> YOUR TASKS
a - According to the firearms regulation passage, when are federal family violence orders expected to be put in place?
b - Continue the firearms regulation passage from where it stops.

> SOURCE PASSAGE
Firearms and Weapons Prohibition Regulation Amendments
On 25 June 2021, the Firearms Amendment Regulation 2021 amends the Firearms Regulation 2017 and the Weapons Prohibition Amendment Regulation 2021 amends the Weapons Prohibition Regulation 2017.
Federal Family Violence Orders
Under the new amendments, federal family violence orders under the Family Law Act 1975 are now included in the specified list of apprehended violence orders and interim apprehended violence order of other jurisdictions. These orders are not yet in place nationally in the Family Law and Federal Circuit Courts so will not be considered in licensing decisions until they have been implemented, which is expected in mid-2022. Also amended is the citation to other federal orders, being Personal Protection Injunctions, so that only injunctions relating specifically to matters of personal violence or relevance to licensing decisions must be considered.
Storage of firearms – inhabited dwellings
The new amendments also clarify the 2017 change which required a firearms owner to store firearms in their principal places of residence. This change was brought in to reduce the risk of firearms being stolen from unattended dwellings like holiday homes or hobby farmhouses where firearms are stored. Firearm owners wanted clearer instructions on what a principal place of residence means so the concept of inhabited dwelling was introduced and defined.
A licence or permit holder may now only store a firearm in an inhabited dwelling or in a dwelling where the licence or permit holder, or someone on their behalf, can easily observe the premises where the firearm is stored. Under this new provision, an inhabited dwelling is a person’s principal place of residence, where the licence or permit holder may or may not also live, or where a person lives while the firearm is stored there. Licensed firearms dealers are still able to store firearms at a commercial premise they use to carry out their firearm dealing activities.

> INFORMATION SHOWN

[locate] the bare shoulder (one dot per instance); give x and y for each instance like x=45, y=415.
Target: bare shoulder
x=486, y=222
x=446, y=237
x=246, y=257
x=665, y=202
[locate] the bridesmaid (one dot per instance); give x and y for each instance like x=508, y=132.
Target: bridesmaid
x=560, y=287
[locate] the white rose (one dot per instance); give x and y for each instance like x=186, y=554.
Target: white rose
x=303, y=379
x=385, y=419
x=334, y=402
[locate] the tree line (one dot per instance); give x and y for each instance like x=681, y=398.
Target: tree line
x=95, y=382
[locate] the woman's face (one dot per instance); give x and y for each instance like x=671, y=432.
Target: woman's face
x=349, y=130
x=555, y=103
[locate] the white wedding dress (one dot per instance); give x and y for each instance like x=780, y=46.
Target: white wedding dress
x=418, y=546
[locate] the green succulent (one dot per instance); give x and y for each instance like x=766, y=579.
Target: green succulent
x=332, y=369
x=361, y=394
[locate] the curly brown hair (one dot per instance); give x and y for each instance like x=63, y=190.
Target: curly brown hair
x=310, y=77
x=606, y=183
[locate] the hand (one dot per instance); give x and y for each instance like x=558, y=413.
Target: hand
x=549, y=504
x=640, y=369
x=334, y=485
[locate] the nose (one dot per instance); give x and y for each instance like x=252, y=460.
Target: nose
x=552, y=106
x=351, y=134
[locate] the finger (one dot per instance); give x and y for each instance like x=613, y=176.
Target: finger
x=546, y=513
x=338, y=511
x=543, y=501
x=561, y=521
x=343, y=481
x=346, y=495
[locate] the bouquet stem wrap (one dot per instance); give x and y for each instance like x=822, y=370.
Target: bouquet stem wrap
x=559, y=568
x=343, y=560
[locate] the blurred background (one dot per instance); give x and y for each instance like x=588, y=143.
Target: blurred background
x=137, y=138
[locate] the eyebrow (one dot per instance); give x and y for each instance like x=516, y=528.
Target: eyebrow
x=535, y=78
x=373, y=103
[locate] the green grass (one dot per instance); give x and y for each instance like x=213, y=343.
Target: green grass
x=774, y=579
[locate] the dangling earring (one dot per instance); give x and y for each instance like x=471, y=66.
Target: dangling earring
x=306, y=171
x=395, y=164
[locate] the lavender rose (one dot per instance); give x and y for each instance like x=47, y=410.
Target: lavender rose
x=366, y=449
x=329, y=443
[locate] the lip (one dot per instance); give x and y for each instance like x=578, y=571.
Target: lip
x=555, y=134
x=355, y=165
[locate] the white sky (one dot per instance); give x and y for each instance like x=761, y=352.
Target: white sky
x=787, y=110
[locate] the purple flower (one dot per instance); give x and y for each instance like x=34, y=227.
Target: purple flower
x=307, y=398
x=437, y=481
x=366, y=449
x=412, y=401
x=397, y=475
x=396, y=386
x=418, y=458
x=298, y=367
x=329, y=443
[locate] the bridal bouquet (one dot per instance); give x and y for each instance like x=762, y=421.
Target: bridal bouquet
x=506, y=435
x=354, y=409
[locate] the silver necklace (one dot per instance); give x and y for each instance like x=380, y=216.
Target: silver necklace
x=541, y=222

* * *

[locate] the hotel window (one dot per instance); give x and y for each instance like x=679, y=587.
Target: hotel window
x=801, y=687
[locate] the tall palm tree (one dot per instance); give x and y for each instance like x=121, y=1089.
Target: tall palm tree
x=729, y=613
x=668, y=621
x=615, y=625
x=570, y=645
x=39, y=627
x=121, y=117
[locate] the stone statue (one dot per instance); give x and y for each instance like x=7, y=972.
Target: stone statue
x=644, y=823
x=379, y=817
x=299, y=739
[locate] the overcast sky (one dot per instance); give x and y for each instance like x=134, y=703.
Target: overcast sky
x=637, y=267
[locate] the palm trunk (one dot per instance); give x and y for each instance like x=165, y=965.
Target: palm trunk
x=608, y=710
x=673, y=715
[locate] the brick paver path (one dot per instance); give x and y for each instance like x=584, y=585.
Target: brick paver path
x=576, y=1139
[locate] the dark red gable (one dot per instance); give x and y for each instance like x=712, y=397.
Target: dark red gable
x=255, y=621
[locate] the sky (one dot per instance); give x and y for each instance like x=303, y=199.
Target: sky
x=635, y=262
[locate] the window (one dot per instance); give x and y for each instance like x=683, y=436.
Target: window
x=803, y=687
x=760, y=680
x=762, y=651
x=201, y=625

==

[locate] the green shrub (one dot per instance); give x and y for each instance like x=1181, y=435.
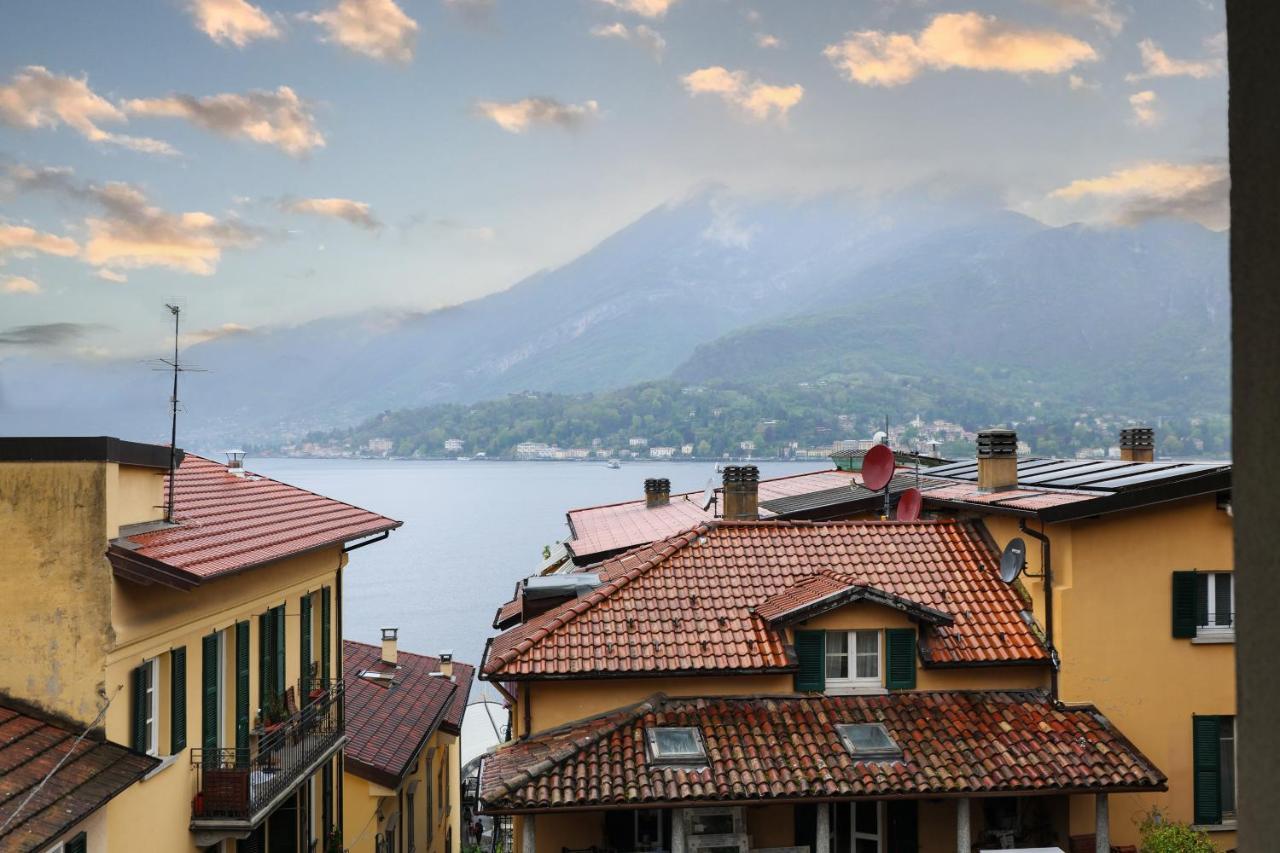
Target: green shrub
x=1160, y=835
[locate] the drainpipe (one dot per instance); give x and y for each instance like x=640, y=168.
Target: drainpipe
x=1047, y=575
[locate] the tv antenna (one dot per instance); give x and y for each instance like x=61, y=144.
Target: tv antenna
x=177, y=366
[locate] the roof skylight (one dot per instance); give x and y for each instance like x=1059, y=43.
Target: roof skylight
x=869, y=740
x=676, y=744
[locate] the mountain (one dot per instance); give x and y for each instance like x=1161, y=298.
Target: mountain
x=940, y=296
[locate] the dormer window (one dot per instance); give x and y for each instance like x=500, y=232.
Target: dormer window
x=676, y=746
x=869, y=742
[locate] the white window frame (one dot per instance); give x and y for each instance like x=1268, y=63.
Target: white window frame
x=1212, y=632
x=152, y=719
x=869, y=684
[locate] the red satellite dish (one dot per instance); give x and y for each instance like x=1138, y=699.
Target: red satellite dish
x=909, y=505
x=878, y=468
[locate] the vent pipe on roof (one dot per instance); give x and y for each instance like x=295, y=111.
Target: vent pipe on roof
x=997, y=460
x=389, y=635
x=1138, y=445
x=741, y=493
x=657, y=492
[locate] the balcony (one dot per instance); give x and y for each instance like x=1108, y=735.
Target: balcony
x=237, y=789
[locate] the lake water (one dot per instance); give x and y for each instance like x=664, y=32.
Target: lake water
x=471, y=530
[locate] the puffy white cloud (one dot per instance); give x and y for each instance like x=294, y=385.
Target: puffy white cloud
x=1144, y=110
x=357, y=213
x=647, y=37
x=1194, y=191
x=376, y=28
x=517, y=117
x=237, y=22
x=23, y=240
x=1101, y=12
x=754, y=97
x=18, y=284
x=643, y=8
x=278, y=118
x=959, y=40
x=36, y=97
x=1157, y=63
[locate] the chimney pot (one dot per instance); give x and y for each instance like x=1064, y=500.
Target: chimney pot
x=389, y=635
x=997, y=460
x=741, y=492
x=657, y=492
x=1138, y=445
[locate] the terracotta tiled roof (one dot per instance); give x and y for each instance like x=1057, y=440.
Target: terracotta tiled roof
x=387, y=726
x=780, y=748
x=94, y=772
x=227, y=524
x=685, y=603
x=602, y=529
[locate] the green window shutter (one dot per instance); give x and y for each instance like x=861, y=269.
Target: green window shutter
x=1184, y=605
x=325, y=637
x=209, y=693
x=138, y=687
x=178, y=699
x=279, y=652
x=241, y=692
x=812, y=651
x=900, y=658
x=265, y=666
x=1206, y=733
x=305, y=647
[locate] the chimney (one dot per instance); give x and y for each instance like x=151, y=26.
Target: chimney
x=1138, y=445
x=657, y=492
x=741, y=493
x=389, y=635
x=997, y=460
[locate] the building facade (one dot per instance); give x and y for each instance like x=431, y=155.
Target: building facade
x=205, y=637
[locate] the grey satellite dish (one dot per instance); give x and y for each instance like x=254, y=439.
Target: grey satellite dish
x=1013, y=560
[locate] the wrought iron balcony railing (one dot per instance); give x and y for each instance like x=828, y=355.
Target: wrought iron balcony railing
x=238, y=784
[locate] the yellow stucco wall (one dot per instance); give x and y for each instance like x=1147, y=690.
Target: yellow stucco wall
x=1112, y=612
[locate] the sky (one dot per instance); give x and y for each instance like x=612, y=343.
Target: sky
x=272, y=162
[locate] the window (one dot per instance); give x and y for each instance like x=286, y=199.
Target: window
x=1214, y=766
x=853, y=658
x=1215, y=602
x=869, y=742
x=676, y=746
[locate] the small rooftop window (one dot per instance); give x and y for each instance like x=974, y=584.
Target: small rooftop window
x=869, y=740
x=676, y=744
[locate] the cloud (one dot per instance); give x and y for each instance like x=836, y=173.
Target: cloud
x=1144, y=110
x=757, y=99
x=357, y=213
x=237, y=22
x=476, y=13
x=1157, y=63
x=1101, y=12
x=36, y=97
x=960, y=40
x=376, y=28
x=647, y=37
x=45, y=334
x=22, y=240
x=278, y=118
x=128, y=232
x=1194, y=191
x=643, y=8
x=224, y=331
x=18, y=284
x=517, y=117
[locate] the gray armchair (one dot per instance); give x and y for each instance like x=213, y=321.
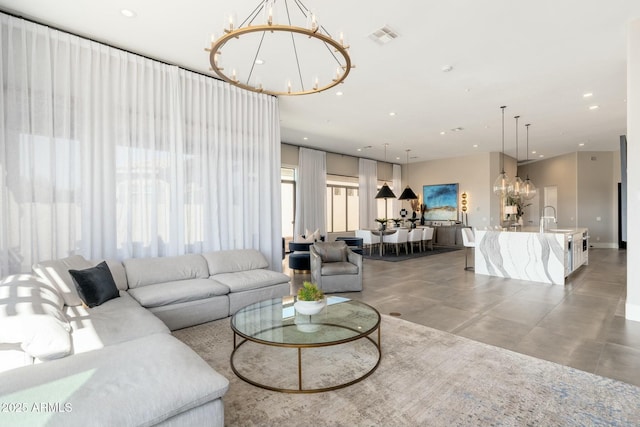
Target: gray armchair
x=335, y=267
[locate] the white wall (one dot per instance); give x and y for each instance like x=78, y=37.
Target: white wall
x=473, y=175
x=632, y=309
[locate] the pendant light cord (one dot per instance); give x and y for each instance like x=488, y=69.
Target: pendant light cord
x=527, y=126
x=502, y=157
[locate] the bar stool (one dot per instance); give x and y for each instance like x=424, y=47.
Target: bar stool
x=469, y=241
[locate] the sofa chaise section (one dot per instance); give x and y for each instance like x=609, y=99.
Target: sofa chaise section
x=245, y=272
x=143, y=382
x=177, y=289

> EXPECTED OUTPUTS
a - In mid-2022.

b -
If a person stores their firearms in a place other than an inhabited dwelling, they can do so provided the following safe storage requirements are met or exceeded:
All firearms must be—
- stored in a safe of an approved type, and
- fitted with a trigger or barrel lock that prevents the firearm from being discharged, and
- secured individually on, or in, a locked device within the safe.
The safe must be fitted with an alarm of an approved type that is monitored off-site.
The premises on which the firearm is stored must have an intruder alarm and duress facilities that are monitored off-site and are of an approved type.
These changes accommodate for firearm owners storing their firearms at hobby farms or holiday dwellings but also address the greater risk of targeted theft by increasing safe storage requirements. Meeting these enhanced safe storage requirements is now affordable and simple due to advances in CCTV and mobile technology.
Exemption for Category D licence holders
The regulation creates an exemption for a small pool of category D licence holders who are now inadvertently in breach of the Act due to an interpretation made in Bankowski v Commissioner of Police  NSWCATAD 17. The exemption enables affected licence holders to retain affected firearms until the customer disposes of the firearm. The exemption applies for the length of a person’s licence term or until the licence is suspended or revoked or the registration is cancelled.
NSW Police were advised that pistols were being used on rural land under the guise of sighting in. This was never the intention of the sighting in provision, which allows a person to use their firearm in certain circumstances to aim and adjust various components for accuracy. An amendment is included to ensure that pistols are not used in an unauthorised manner.
Arms fairs and RSL display permits
Additionally, under the new amendments a person who is the subject of a firearms prohibition order will be prohibited from attending arms fairs. Arms fairs are any public event where firearms are temporarily displayed for sale or exhibition.
An RSL display permit will now also authorise anything that an ammunition collection permit authorises and will be subject to the same conditions as an ammunition collection permit.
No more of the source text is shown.